**What you are asked to do**
Write every record out again exactly, and keep images out of it.

**Dataset records**
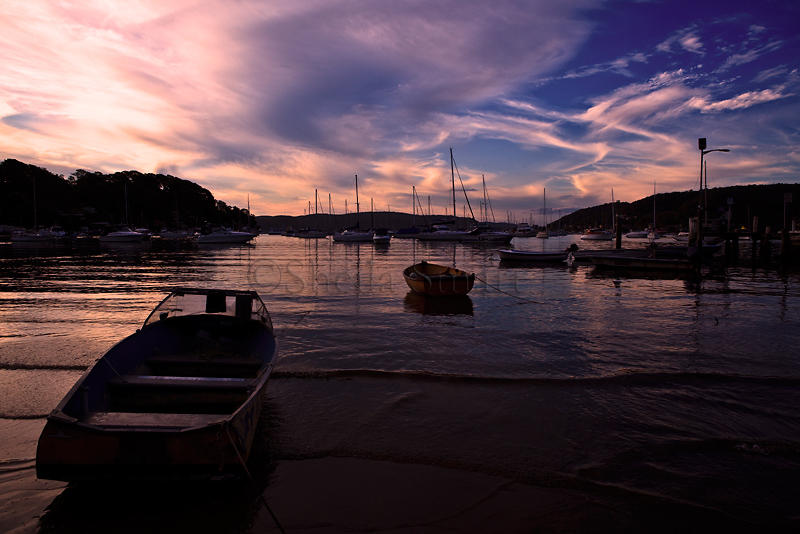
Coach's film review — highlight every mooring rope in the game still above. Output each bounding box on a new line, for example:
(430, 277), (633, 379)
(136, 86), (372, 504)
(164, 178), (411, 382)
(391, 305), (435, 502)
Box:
(474, 275), (543, 304)
(225, 425), (286, 534)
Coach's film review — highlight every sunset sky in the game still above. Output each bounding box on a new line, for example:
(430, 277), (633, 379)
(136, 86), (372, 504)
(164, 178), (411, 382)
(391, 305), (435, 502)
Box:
(1, 0), (798, 219)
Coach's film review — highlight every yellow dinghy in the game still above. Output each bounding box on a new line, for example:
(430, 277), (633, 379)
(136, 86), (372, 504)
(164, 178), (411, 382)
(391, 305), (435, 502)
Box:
(403, 261), (475, 296)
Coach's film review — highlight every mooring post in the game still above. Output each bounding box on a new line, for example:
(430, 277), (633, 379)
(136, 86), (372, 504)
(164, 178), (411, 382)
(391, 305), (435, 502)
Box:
(760, 225), (772, 262)
(781, 193), (792, 262)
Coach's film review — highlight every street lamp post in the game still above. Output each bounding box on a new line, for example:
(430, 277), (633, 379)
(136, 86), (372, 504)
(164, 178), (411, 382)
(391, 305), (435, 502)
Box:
(697, 138), (731, 245)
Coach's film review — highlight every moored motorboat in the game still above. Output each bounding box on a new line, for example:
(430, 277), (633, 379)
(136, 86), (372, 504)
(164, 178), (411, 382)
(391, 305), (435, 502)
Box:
(36, 287), (277, 481)
(99, 227), (146, 243)
(624, 231), (649, 239)
(372, 228), (391, 244)
(403, 261), (475, 296)
(580, 228), (613, 241)
(498, 249), (567, 262)
(197, 228), (255, 244)
(332, 229), (374, 242)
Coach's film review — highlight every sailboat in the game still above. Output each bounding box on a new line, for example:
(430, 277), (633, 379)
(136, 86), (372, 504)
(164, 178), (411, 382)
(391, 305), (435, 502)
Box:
(647, 181), (659, 240)
(580, 189), (614, 241)
(536, 188), (549, 238)
(11, 173), (66, 246)
(415, 150), (471, 241)
(99, 182), (145, 244)
(463, 174), (513, 243)
(333, 174), (373, 242)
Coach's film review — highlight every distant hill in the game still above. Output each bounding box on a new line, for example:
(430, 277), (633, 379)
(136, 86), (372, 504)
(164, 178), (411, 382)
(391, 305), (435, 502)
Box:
(255, 212), (509, 233)
(258, 184), (800, 234)
(0, 159), (255, 231)
(552, 184), (800, 233)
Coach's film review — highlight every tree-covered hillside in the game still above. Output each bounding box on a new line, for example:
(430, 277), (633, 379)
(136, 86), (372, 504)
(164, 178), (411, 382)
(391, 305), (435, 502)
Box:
(0, 159), (255, 231)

**Answer for this exercise**
Coach's film review — highlight every mooring rope in the game still above. Output each bounding box on a new line, for example:
(430, 277), (633, 379)
(136, 86), (372, 504)
(164, 178), (411, 382)
(391, 305), (435, 502)
Box:
(474, 275), (543, 304)
(225, 425), (286, 534)
Coach's film review — highlight every sunset sky in the game still above. Output each bounding box on a new line, for example:
(430, 277), (633, 379)
(136, 86), (372, 504)
(164, 178), (411, 382)
(391, 305), (435, 502)
Box:
(1, 0), (798, 219)
Coach's film review — highlight every yellow dinghy in the game still above. Output each bounding box on a new line, for example:
(430, 277), (633, 379)
(136, 86), (372, 504)
(164, 178), (411, 382)
(391, 305), (435, 502)
Box:
(403, 261), (475, 296)
Coach's film review — highlight every mooring post in the game still above. Output each bounding box on a new line, for example:
(430, 277), (633, 379)
(136, 86), (372, 504)
(164, 178), (411, 382)
(391, 305), (435, 502)
Box:
(760, 225), (772, 262)
(781, 193), (792, 262)
Coach's film review — highlight every street lamp post in the game still above. Output each bounding box on a new line, for example:
(430, 277), (633, 379)
(136, 86), (372, 504)
(164, 178), (411, 382)
(391, 305), (435, 502)
Box:
(697, 138), (731, 245)
Coach's film review — highlight every moored motorboat in the game still above. Output each bounding box on a new line, for example:
(430, 277), (633, 379)
(136, 86), (372, 504)
(164, 178), (411, 382)
(391, 305), (435, 502)
Box:
(36, 287), (277, 481)
(99, 227), (146, 243)
(624, 231), (649, 239)
(372, 228), (391, 244)
(403, 261), (475, 296)
(580, 228), (613, 241)
(498, 249), (567, 262)
(197, 228), (255, 244)
(332, 229), (374, 242)
Coach's film review — highlight every sailboat in the game still above. Output each bounding box on a new line, for example:
(430, 277), (633, 379)
(136, 86), (372, 504)
(164, 178), (411, 382)
(391, 305), (435, 502)
Box:
(647, 181), (659, 240)
(580, 189), (614, 241)
(536, 188), (549, 238)
(11, 173), (66, 246)
(415, 150), (471, 241)
(99, 182), (145, 244)
(463, 174), (513, 243)
(333, 174), (373, 242)
Coach's film review — highlight every distant hill in the game still above. Output each bounding box on a new line, for example:
(430, 277), (633, 379)
(136, 86), (372, 504)
(164, 178), (411, 382)
(391, 305), (435, 502)
Box:
(255, 212), (509, 233)
(258, 184), (800, 234)
(0, 159), (255, 231)
(552, 184), (800, 233)
Coach's film review — highlight every tree-covered hillside in the game still above. Output each bounding box on a new line, for example:
(430, 277), (633, 379)
(136, 86), (372, 504)
(164, 178), (411, 382)
(391, 305), (435, 502)
Box:
(0, 159), (255, 231)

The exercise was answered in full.